WHAT THE TASK ASKS: Show each line of the items below that contains the string "tree", reproducing every such line in full.

------------------------

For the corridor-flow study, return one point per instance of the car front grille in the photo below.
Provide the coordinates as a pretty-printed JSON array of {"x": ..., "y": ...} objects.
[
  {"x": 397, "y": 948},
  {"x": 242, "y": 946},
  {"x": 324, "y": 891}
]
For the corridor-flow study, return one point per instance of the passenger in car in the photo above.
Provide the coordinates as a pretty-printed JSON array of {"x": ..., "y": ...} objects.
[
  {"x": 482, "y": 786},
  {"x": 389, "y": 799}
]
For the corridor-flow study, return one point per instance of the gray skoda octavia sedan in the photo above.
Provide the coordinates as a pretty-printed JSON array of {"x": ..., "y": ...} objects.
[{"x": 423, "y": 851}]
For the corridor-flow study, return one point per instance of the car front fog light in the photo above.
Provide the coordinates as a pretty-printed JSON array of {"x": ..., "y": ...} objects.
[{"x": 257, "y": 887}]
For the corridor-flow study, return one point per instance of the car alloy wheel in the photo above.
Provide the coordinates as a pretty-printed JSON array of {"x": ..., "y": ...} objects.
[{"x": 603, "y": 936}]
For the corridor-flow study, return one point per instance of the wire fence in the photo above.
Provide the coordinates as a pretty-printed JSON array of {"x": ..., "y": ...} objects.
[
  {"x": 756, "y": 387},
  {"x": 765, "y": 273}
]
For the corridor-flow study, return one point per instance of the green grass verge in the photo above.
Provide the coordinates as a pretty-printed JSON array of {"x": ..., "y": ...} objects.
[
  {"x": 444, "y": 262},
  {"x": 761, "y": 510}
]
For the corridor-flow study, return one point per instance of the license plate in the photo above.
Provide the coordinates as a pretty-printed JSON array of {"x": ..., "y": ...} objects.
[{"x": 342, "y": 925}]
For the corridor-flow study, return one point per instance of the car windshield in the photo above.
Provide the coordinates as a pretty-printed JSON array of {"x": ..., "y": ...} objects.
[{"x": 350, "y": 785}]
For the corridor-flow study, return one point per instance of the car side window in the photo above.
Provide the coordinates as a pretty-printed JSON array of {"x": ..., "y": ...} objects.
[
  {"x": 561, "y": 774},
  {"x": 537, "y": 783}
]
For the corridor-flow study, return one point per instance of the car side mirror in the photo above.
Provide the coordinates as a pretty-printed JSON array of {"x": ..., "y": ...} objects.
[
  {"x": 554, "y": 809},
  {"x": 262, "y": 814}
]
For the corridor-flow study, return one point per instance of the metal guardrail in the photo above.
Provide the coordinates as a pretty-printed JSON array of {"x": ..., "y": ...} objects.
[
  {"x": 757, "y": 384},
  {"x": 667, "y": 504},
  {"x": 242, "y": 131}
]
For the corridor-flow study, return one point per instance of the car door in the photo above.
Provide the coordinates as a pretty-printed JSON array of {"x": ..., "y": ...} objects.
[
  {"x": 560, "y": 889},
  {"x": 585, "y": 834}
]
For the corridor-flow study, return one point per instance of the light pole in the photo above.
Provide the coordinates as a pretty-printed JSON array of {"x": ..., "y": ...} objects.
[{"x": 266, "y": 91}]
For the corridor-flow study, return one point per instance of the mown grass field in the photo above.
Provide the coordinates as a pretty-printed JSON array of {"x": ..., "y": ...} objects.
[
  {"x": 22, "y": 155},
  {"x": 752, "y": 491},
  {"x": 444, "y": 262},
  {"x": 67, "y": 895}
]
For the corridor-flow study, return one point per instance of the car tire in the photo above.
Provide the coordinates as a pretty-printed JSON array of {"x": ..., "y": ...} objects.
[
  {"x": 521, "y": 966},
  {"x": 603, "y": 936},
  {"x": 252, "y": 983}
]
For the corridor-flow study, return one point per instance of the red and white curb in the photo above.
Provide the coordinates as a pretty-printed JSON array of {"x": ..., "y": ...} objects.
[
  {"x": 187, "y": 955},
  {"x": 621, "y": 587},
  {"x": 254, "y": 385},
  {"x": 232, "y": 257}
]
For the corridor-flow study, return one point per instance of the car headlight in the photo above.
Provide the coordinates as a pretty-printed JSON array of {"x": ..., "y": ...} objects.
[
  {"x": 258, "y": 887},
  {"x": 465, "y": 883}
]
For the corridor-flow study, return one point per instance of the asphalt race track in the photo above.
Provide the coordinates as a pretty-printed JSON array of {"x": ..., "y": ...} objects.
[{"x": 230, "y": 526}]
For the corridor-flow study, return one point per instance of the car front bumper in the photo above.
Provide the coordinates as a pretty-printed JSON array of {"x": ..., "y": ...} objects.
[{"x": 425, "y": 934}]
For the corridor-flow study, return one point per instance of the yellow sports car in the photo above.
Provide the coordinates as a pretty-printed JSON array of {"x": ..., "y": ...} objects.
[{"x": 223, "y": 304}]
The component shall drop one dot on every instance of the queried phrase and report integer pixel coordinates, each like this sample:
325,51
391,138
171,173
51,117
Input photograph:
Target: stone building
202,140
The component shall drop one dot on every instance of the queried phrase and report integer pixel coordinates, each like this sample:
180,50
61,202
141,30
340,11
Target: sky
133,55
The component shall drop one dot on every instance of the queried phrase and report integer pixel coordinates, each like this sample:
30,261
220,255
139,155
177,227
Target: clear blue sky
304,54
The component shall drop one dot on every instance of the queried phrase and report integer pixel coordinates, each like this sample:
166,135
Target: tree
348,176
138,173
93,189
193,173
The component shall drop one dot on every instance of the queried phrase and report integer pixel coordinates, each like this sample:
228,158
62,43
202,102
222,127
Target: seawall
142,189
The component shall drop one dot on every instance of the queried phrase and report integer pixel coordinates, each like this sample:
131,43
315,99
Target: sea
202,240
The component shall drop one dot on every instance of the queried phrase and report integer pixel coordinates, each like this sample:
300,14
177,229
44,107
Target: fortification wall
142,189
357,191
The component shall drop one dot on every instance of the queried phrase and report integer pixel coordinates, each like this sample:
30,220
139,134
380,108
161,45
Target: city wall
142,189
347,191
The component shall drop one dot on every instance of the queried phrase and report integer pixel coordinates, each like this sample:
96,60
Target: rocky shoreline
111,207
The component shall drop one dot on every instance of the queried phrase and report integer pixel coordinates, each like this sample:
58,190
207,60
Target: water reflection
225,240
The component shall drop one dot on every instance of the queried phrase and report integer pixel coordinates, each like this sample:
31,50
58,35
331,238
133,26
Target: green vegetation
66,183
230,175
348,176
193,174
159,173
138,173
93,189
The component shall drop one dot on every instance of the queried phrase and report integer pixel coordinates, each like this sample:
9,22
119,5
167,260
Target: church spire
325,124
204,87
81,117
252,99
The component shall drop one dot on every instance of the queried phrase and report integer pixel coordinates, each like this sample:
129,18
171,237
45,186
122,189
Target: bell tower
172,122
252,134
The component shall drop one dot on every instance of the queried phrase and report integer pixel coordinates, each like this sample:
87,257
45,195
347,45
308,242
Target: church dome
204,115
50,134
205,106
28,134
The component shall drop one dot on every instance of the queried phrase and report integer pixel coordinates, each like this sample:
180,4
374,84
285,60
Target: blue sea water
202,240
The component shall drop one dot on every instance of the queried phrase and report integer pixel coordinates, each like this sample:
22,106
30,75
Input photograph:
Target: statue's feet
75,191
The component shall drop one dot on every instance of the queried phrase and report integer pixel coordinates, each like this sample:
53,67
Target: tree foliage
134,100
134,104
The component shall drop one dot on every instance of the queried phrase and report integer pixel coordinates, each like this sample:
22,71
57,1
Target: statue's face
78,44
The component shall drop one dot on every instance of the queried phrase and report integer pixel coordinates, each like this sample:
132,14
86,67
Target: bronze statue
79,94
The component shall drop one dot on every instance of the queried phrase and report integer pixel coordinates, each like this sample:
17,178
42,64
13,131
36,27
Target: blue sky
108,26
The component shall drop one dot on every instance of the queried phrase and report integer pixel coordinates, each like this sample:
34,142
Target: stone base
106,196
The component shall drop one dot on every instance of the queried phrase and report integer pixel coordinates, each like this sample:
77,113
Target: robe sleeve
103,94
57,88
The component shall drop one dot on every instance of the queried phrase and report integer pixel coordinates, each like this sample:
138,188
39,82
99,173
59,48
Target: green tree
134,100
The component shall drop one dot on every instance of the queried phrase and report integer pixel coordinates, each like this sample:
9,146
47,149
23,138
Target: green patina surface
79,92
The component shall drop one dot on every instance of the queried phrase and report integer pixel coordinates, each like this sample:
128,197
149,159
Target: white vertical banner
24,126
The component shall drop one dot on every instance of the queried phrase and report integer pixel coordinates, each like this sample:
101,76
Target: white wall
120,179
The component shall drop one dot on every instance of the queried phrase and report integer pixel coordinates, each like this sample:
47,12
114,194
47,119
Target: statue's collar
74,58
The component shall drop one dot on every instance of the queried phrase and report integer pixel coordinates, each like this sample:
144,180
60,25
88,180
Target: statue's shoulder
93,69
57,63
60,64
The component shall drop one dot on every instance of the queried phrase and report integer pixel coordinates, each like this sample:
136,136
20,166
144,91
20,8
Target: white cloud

------------------------

ANSWER TO THIS EXERCISE:
Target: tree
Target: tree foliage
Target: green tree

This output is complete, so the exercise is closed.